* **O que fazer**
No texto sobre a dívida dos países africanos, qual foi o primeiro país africano a pedir alívio da dívida nos termos acordados pelo G20?

* **Texto de origem**
A diretora executiva da Comissão Económica das Nações Unidas para África (UNECA) alertou hoje que o efeito económico da pandemia de covid-19 deverá obrigar mais países a recorrerem ao alívio da dívida junto dos credores privados internacionais.
"Os países africanos não têm as almofadas de resiliência que tinham em 2020", explicou Vera Songwe, admitindo que "provavelmente haverá mais países que vão optar pelo enquadramento da dívida do G20".
Numa entrevista citada pela Bloomberg, a também subscretária-geral das Nações Unidas disse que o recurso ao Enquadramento Comum para o Tratamento da Dívida para além da Iniciativa de Suspensão do Serviço da Dívida (DSSI) acontece porque os países africanos precisam de mais verbas para comprar as vacinas contra a covid-19.
Em janeiro, o Chade tornou-se o primeiro país africano a pedir alívio da dívida nos termos acordados em novembro pelo G20, que implica que quem receba uma moratória sobre a dívida oficial, isto é, a países e instituições financeiras, tem de pedir as mesmas condições ao setor privado.
Isto implica, de acordo com as agências de notação financeira, uma alteração aos termos acordados com os credores privados, o que configura, automaticamente, uma situação de Incumprimento Financeiro, ou 'default', porque o contrato original é alterado.
Depois do Chade, a Etiópia anunciou que ia abordar os credores privados, e a Zâmbia, que foi o primeiro país a entrar em 'default' ainda no ano passado, seguiu o exemplo.
Na entrevista citada pela Bloomberg, Vera Songwe não especificou quais são os países que antevê que peçam uma reestruturação da dívida privada, mas disse que há nações menos equipadas para responder às exigências dos cidadãos e apontou que esses países são os que ficaram mais vulneráveis com a crise da pandemia.
O anúncio da Etiópia levou a uma subida dos juros exigidos pelos investidores para transacionarem os títulos de dívida, um sinal de que o mercado antevê um incumprimento financeiro, e a Fitch desceu o 'rating' deste país argumentando precisamente com a intenção de reestruturar os 'Eurobonds'.
"O mercado está à procura de lucros e não estão a ter grandes proveitos noutras geografias; esta é uma geografia onde estão a ter um bom retorno", disse Vera Songwe, lembrando o caso da Costa do Marfim, que foi duas vezes ao mercado desde novembro, e já depois de ter aderido à DSSI em junho do ano passado, com taxas de juro a rondar os 5%.

* **Excertos dos dados**
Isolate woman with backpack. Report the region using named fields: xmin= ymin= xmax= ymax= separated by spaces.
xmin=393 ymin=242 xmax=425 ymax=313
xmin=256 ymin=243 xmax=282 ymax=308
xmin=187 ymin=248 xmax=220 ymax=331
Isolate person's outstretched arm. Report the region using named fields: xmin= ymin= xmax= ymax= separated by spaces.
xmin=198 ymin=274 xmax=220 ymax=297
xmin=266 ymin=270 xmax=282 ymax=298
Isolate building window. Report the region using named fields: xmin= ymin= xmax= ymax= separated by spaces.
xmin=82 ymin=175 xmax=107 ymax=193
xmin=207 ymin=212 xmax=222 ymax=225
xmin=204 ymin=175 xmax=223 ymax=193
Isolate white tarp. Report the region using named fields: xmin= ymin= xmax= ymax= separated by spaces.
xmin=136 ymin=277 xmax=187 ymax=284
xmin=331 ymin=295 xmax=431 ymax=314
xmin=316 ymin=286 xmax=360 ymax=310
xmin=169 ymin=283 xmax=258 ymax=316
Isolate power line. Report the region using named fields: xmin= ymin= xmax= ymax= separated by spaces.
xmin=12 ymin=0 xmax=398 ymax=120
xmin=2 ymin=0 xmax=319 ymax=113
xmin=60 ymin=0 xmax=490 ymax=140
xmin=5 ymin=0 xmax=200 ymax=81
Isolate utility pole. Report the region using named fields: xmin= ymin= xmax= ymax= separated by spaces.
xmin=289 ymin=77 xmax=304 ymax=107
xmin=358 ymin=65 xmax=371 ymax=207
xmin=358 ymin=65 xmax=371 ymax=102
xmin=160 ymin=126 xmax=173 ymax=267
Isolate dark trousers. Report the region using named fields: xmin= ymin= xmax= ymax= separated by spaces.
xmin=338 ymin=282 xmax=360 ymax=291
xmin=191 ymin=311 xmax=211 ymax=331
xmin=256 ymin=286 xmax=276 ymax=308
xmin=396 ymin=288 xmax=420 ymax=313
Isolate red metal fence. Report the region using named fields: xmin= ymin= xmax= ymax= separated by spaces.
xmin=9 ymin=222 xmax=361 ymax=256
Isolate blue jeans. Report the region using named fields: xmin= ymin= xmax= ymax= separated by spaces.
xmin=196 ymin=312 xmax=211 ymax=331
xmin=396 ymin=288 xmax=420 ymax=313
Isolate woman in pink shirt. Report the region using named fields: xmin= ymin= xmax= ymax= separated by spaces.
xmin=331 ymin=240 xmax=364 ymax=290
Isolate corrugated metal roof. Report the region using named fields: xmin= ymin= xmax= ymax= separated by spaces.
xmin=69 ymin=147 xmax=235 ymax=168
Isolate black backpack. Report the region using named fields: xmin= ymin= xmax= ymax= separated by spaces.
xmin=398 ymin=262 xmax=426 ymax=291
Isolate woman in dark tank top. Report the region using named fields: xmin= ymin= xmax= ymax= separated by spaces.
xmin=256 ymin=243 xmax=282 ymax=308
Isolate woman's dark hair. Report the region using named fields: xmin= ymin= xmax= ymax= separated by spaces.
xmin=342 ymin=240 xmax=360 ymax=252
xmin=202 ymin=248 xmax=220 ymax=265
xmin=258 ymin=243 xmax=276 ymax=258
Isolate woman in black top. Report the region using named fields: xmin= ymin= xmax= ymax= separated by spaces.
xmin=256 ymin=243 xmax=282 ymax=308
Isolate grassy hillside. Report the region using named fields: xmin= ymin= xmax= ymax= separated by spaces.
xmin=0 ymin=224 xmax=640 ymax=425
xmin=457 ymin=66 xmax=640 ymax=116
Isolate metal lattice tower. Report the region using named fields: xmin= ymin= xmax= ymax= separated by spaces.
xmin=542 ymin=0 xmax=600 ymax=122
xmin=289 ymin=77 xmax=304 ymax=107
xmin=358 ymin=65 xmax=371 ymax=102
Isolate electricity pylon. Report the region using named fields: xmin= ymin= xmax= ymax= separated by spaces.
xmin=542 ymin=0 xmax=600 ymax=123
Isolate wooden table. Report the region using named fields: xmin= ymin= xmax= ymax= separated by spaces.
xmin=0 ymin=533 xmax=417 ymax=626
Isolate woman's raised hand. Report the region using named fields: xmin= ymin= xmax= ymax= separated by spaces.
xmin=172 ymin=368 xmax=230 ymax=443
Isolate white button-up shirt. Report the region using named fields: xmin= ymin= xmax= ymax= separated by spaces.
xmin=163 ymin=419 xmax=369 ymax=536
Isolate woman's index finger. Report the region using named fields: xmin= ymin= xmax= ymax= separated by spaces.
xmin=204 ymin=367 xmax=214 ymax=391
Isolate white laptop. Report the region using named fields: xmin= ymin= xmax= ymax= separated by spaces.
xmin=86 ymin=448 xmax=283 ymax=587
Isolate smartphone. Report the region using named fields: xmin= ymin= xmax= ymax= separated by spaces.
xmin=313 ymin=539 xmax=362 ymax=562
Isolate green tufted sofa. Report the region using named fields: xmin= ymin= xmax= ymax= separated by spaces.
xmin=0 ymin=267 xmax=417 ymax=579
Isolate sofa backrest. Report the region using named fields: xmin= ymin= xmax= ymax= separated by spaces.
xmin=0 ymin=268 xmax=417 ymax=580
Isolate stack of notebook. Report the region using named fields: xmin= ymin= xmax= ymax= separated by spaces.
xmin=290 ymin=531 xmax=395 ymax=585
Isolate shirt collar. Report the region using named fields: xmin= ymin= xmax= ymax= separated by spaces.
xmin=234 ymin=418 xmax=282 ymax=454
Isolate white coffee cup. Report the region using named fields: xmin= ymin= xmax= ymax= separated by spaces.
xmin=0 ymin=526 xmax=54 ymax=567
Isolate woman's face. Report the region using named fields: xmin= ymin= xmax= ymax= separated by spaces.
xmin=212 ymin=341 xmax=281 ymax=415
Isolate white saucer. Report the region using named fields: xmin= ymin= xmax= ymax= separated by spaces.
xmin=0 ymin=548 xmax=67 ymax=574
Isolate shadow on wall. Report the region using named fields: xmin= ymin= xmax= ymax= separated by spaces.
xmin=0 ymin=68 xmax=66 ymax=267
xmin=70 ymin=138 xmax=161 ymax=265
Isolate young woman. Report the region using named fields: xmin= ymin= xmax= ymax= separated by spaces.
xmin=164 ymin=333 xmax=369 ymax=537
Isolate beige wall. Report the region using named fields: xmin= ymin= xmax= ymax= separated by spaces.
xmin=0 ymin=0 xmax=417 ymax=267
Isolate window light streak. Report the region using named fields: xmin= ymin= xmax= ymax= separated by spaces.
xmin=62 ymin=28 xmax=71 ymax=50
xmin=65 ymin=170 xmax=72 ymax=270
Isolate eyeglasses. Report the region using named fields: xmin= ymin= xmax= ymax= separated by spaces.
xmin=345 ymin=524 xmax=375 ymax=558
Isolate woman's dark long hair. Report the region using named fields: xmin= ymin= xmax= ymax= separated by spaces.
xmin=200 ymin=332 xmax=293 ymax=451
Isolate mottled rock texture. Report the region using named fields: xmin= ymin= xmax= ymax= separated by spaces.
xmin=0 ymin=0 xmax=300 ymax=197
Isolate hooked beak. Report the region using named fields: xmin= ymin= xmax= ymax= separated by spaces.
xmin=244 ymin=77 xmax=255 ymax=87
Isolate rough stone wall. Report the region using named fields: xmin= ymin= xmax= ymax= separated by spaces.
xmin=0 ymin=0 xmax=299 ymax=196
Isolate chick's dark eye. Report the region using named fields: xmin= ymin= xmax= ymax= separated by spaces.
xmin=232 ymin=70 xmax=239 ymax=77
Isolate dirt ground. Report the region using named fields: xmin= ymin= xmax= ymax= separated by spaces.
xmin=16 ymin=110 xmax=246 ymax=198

* **Solução proposta**
O Chade, em janeiro.